* **Short exercise 1**: According to the ONNX exporter page, which kind of INT8 quantization needs no calibration?
* **Short exercise 2**: Quote the ONNX exporter page from "# With quantization" to "output = onnx_model(input_tensor)".

* **Selected excerpt**:
▼
ONNX Exporter

Export PyTorch models to ONNX format with optional INT8 quantization

ONNX Export

Export PyTorch models to ONNX format for deployment. Supports: - Basic ONNX export with graph optimization - Dynamic INT8 quantization (no calibration needed) - Static INT8 quantization (with calibration data) - Output verification against original model

Export Function

Inference Wrapper

Verification

Usage Examples

from fasterai.export.all import export_onnx, ONNXModel, verify_onnx

# Basic export
path = export_onnx(model, sample, "model.onnx")

# With quantization
path = export_onnx(model, sample, "model.onnx", quantize=True)

# Inference
onnx_model = ONNXModel("model.onnx")
output = onnx_model(input_tensor)

# Verify
assert verify_onnx(model, "model.onnx", sample)
▲
[Data entries]
▼
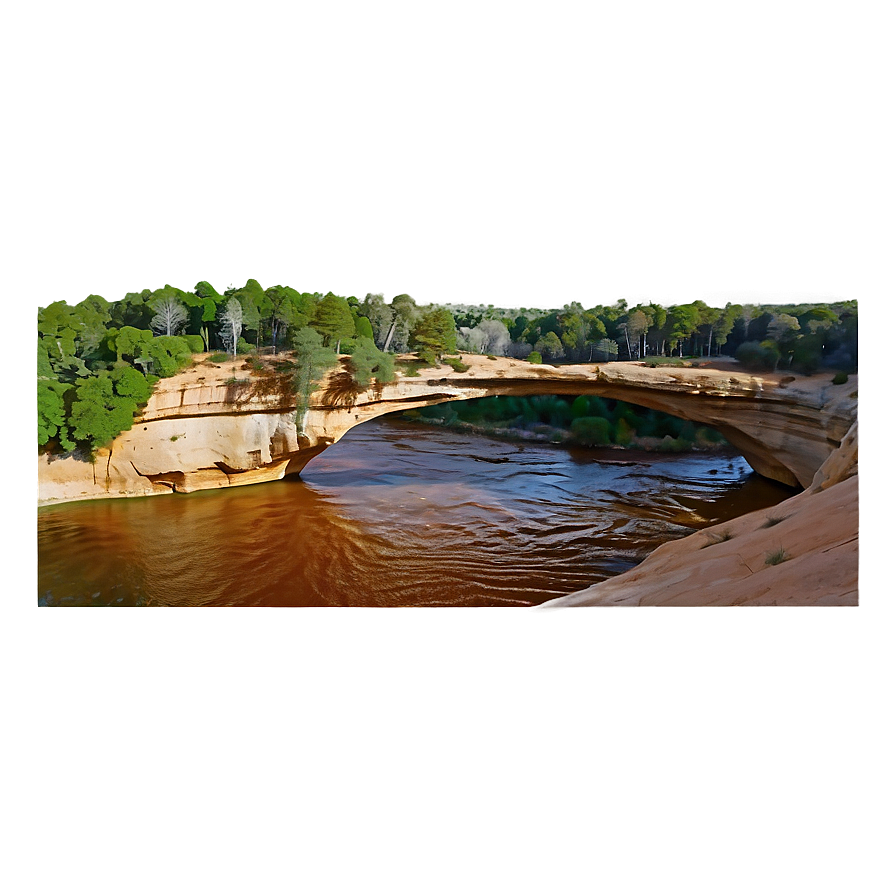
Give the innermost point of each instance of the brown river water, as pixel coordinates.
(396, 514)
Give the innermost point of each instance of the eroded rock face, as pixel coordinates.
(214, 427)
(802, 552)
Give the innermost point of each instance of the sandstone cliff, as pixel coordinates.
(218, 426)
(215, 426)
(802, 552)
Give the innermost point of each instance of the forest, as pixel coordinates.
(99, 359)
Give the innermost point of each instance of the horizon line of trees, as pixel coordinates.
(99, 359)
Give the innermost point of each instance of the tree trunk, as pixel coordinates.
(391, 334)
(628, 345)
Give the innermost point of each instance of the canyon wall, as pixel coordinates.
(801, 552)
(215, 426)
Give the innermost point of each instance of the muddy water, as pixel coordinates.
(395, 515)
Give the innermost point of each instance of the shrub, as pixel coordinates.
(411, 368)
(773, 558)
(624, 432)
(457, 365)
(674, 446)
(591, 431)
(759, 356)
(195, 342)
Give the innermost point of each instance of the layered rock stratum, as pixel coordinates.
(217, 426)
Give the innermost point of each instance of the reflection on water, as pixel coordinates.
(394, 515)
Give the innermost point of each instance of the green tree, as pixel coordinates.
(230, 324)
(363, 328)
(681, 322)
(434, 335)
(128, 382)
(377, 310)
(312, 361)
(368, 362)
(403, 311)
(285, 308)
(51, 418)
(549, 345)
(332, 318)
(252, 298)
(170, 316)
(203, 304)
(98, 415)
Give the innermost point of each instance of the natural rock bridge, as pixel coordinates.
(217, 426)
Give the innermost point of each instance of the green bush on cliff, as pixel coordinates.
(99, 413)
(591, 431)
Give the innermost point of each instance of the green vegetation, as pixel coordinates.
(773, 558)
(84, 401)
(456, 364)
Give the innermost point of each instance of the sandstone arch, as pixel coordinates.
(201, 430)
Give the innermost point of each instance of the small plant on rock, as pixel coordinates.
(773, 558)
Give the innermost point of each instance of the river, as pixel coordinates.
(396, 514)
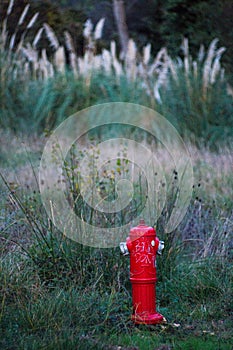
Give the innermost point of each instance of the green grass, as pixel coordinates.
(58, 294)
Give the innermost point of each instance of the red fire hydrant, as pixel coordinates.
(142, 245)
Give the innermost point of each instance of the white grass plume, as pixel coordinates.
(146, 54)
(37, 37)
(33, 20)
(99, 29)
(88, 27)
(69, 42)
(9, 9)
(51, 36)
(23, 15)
▲
* **Complete output 1**: Dynamic INT8 quantization.

* **Complete output 2**:
# With quantization
path = export_onnx(model, sample, "model.onnx", quantize=True)

# Inference
onnx_model = ONNXModel("model.onnx")
output = onnx_model(input_tensor)